== EXCERTO DO DOCUMENTO ==

15. Neste caso, por um lado, a relação jurídica do trabalhador com a cedente, termina na data da transmissão da unidade económica, deixando de haver qualquer vínculo ou prestação de trabalhado, o que implica, nos termos dos restantes segmentos da norma do art.º 98º, a cessação do poder disciplinar, e, bem assim, por arrasto, de todos os procedimentos disciplinares que tenha encetado contra o trabalhador, designadamente, os que se encontrem ainda aberto nesse momento.
16. Por outro lado, nesse instante, nasce uma nova relação jurídica nova, entre o trabalhador, e a adquirente, passando aquele a prestar o seu trabalho para esta, o faz nascer, nos termos dos mesmos segmentos da norma, concomitantemente, um poder disciplinar, mas também ele novo, e, naturalmente, diferente do da cedente.
17. Não há transferência de qualquer disciplinar à luz da referida norma, nem dos procedimentos disciplinares da cedente, o que seria incompatível, em todo o caso, com a própria natureza de função deste.
18. Conforme vem sendo entendido pela doutrina e jurisprudência, nomeadamente, no douto Ac. dessa Relação, de 09-02-2022, proc. 9443/19.5T8LRS.L1-4, disponível em www.dgsi.pt, a titularidade do poder disciplinar é exclusiva do empregador, e só a sua execução pode ser delegada em terceiros, conforme previsto no art.º 329.º n.º 4, do CT, mas tal como aqui se prevê, de acordo com a instruções do delegante, sendo certo que qualquer decisão que seja tomada, só será imputada na esfera jurídica do mesmo, e na relação que mantém com o seu trabalhador.
19. O que se justifica em defesa do empregador, que tem de ter os poderes necessários para fazer cessar os comportamentos e atos lesivos do trabalhador que tem ao seu serviço, despedindo-o com justa causa, no limite.
20. Ora, se o poder disciplinar é exclusivo, então não se pode transmitir, nem mesmo, veja-se, à adquirente que assume a posição de empregadora no contrato de trabalho, em caso de transmissão da unidade económica.
21. Sendo que, se não se pode transmitir, também não pode partilhar (representando esta um minus em relação àquele) o que acontece, até mesmo, nos casos de trabalho temporário e em regime de outsorcing, apesar de haver uma relação tripartida (uma entidade tem e titularidade do contrato e a outra tem a prestação de trabalho do trabalhador).
22. Ademais, também não se vê qual seria o interesse que haveria em permitir e dar legitimidade a terceiros para punir um trabalhador com o qual não tem qualquer relação jurídica, ou a fazer cessar um vínculo, pelo despedimento, com o qual nada tem que ver.
23. Efetivamente, sendo, tal poder, exclusivo, o mesmo acompanha a relação jurídico-laboral subjacente, e cessa ao mesmo tempo que essa relação, como é no caso da transmissão da unidade económica em que o trabalhador se insere.

===
== DADOS DA TAREFA ==

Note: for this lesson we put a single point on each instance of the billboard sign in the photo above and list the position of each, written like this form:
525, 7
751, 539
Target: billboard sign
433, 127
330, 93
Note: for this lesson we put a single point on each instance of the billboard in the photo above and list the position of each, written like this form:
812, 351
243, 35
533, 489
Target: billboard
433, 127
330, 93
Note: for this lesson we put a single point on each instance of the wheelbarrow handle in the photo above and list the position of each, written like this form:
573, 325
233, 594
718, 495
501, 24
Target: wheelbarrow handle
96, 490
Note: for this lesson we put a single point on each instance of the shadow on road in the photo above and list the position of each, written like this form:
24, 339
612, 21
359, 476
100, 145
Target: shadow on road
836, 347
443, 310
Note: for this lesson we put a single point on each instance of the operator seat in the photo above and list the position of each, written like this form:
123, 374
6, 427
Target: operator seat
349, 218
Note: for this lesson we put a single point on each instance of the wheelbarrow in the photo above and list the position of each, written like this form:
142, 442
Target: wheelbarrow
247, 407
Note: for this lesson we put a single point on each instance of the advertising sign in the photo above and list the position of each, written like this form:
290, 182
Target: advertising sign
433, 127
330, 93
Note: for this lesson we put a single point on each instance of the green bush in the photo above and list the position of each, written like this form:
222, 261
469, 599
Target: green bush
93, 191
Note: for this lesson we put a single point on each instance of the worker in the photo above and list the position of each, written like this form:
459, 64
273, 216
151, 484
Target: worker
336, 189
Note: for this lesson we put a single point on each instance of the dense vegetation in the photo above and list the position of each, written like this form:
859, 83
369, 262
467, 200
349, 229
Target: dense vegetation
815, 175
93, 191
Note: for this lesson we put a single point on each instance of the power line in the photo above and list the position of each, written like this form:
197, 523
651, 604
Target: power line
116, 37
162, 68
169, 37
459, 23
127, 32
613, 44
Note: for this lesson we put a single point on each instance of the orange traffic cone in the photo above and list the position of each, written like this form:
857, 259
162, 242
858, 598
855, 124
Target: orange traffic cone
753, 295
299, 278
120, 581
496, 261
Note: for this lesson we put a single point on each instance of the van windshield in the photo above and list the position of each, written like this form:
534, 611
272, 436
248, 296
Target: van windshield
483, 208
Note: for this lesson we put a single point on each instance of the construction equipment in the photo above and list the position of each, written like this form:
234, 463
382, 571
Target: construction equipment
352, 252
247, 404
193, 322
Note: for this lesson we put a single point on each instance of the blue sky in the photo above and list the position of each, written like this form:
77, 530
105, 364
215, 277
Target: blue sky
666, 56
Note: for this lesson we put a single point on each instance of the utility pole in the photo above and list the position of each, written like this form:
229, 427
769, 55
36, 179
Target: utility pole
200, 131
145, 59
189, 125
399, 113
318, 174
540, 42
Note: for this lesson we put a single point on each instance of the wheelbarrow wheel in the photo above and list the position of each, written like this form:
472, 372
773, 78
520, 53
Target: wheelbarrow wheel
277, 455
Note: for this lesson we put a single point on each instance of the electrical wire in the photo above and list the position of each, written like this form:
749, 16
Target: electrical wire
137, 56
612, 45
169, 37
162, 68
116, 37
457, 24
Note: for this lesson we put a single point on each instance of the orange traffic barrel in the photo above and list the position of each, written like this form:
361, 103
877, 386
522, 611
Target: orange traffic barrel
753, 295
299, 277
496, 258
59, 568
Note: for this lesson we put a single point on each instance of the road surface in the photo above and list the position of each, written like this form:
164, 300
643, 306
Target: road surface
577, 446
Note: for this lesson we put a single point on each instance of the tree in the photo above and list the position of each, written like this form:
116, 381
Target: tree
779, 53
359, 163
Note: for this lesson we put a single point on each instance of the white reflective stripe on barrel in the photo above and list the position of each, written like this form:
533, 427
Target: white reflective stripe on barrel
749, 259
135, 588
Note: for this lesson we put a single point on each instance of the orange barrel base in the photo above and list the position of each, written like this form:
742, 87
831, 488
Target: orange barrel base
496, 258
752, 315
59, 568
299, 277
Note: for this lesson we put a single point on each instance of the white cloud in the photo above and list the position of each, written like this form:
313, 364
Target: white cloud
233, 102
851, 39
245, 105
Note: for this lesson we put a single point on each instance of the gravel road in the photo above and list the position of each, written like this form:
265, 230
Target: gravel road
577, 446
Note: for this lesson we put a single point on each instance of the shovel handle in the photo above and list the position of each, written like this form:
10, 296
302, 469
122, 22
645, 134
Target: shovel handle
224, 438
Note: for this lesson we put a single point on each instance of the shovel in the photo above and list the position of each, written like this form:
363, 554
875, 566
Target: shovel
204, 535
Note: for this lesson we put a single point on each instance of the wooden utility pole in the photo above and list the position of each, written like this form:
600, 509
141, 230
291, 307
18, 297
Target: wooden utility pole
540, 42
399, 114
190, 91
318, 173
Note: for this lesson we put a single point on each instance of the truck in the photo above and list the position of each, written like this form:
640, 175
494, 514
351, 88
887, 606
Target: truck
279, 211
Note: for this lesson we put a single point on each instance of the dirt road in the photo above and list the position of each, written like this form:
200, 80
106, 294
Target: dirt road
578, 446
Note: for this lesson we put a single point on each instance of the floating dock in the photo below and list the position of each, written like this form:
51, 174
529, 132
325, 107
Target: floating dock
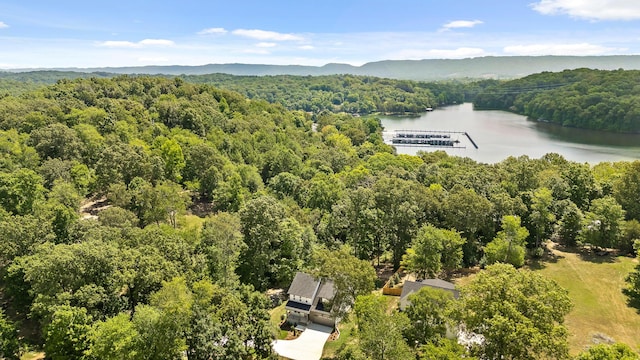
470, 139
429, 138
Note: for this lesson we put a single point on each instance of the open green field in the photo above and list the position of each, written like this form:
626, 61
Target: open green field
595, 286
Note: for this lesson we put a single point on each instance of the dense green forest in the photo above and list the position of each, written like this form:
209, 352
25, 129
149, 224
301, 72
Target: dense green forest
345, 93
142, 277
583, 98
335, 93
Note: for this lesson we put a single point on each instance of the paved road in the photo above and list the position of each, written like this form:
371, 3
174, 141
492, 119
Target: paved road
308, 346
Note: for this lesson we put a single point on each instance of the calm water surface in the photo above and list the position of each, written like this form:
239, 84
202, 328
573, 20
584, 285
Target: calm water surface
501, 134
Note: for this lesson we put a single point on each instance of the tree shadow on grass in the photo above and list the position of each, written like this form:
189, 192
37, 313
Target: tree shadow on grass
548, 256
633, 299
593, 255
598, 256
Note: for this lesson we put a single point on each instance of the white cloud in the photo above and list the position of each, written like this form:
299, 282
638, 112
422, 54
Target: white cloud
121, 44
139, 44
156, 42
590, 9
459, 53
266, 35
212, 31
266, 44
581, 49
153, 60
461, 24
256, 51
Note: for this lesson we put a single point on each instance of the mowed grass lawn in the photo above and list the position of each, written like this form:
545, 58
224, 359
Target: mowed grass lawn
595, 286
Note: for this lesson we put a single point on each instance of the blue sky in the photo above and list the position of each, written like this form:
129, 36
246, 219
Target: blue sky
85, 33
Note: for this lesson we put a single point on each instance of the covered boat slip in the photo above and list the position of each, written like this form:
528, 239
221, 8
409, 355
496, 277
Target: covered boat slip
431, 138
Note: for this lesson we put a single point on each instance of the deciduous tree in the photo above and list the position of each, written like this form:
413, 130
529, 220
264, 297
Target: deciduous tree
519, 314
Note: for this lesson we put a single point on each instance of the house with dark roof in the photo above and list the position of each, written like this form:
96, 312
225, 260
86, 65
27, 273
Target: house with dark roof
310, 301
411, 287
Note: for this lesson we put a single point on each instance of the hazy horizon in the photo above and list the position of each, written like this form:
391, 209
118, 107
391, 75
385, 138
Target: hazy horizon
74, 34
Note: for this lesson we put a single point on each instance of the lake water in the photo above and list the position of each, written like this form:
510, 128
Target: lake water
501, 134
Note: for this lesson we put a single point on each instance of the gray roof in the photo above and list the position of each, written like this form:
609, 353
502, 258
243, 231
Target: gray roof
327, 290
303, 285
411, 287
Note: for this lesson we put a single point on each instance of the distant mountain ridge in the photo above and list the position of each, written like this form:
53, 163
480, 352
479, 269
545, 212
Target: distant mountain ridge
506, 67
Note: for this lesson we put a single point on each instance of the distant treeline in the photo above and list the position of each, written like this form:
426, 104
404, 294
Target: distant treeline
333, 93
583, 98
345, 93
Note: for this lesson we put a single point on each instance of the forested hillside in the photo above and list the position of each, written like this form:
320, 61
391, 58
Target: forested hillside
275, 191
346, 93
583, 98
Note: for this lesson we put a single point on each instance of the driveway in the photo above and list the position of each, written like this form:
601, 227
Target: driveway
308, 346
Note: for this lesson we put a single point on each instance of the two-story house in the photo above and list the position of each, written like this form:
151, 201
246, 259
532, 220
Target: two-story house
310, 300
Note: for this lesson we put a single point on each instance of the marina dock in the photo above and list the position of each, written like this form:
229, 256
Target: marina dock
430, 138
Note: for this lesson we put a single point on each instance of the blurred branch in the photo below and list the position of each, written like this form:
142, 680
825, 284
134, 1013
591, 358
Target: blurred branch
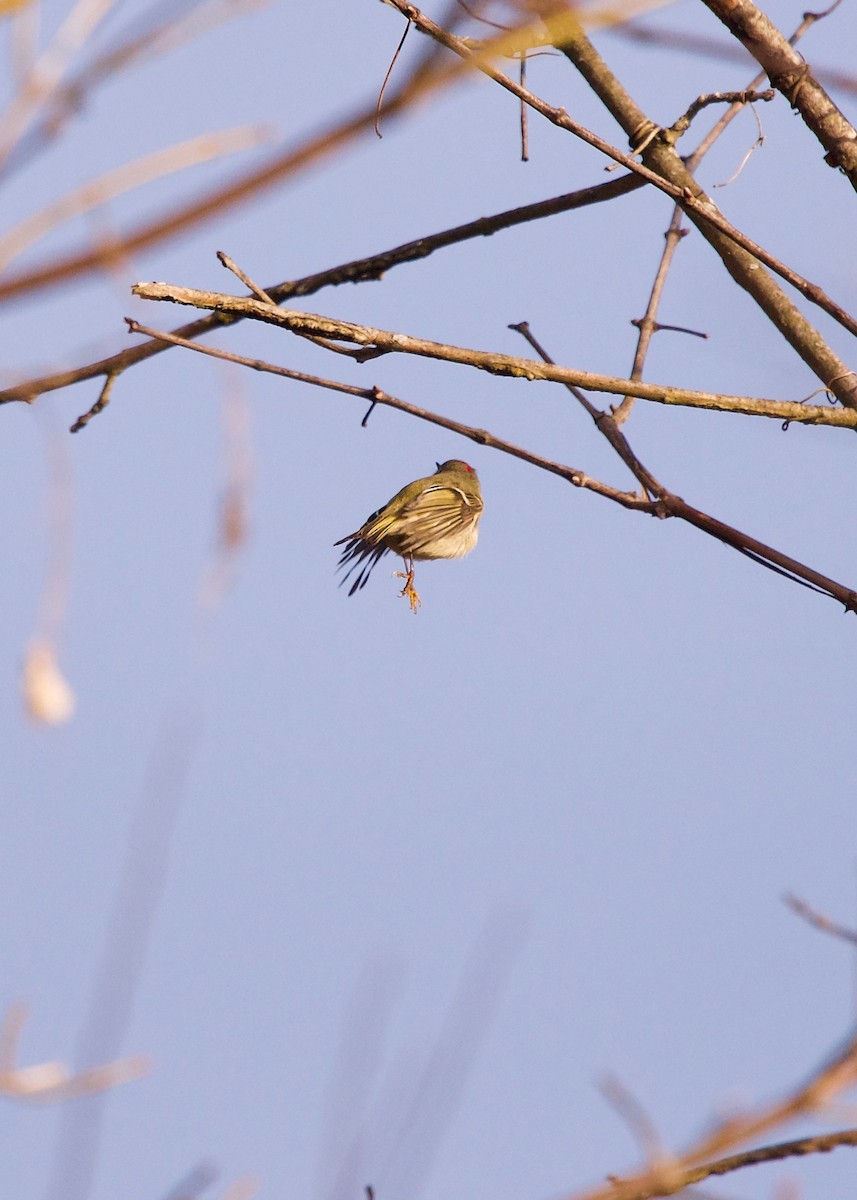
792, 76
819, 921
215, 202
713, 48
669, 1175
161, 36
358, 271
48, 70
124, 179
675, 233
648, 324
739, 255
51, 1081
316, 325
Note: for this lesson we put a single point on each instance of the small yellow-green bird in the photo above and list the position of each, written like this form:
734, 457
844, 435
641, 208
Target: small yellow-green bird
432, 517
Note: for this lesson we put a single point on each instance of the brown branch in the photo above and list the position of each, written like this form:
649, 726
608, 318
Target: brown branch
714, 48
666, 505
739, 255
648, 325
819, 921
791, 75
316, 325
702, 1159
677, 1180
376, 396
178, 219
357, 271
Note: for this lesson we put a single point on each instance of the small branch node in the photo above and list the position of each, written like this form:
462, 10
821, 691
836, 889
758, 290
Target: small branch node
101, 402
259, 293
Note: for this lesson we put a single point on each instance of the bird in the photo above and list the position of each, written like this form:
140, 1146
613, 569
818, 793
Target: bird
433, 517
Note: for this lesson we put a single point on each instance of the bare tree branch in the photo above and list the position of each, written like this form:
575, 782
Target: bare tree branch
791, 75
316, 325
664, 168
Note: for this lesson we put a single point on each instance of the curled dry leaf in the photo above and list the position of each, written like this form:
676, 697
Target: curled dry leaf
47, 695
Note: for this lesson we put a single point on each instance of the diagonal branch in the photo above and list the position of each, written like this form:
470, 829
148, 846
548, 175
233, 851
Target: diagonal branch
664, 168
385, 341
359, 270
791, 75
665, 505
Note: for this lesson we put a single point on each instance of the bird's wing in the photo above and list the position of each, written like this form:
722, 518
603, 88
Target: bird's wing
437, 511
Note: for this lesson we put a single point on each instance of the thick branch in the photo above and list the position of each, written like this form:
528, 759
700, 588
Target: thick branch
791, 75
316, 325
359, 270
666, 505
664, 168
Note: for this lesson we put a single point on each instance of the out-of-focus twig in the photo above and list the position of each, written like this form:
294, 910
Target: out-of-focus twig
48, 1083
666, 504
124, 179
316, 325
820, 921
48, 71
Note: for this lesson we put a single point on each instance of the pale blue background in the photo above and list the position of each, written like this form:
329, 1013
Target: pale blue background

===

REQUISITOS
1. No excerto sobre o poder disciplinar, substitua "partilhar" por "dividir" no trecho que abre com as palavras "21. Sendo que, se" e fecha com "trabalho do trabalhador).", e apresente esse trecho.
2. Liste cada linha dos registos que contenha a palavra "base", respeitando as maiúsculas e minúsculas.
O excerto e os registos não têm qualquer relação entre si.

RESULTADOS DO EXERCÍCIO
1.
21. Sendo que, se não se pode transmitir, também não pode dividir (representando esta um minus em relação àquele) o que acontece, até mesmo, nos casos de trabalho temporário e em regime de outsorcing, apesar de haver uma relação tripartida (uma entidade tem e titularidade do contrato e a outra tem a prestação de trabalho do trabalhador).

2.
Note: for this lesson we put a single point on each instance of the orange barrel base in the photo above and list the position of each, written like this form:
Target: orange barrel base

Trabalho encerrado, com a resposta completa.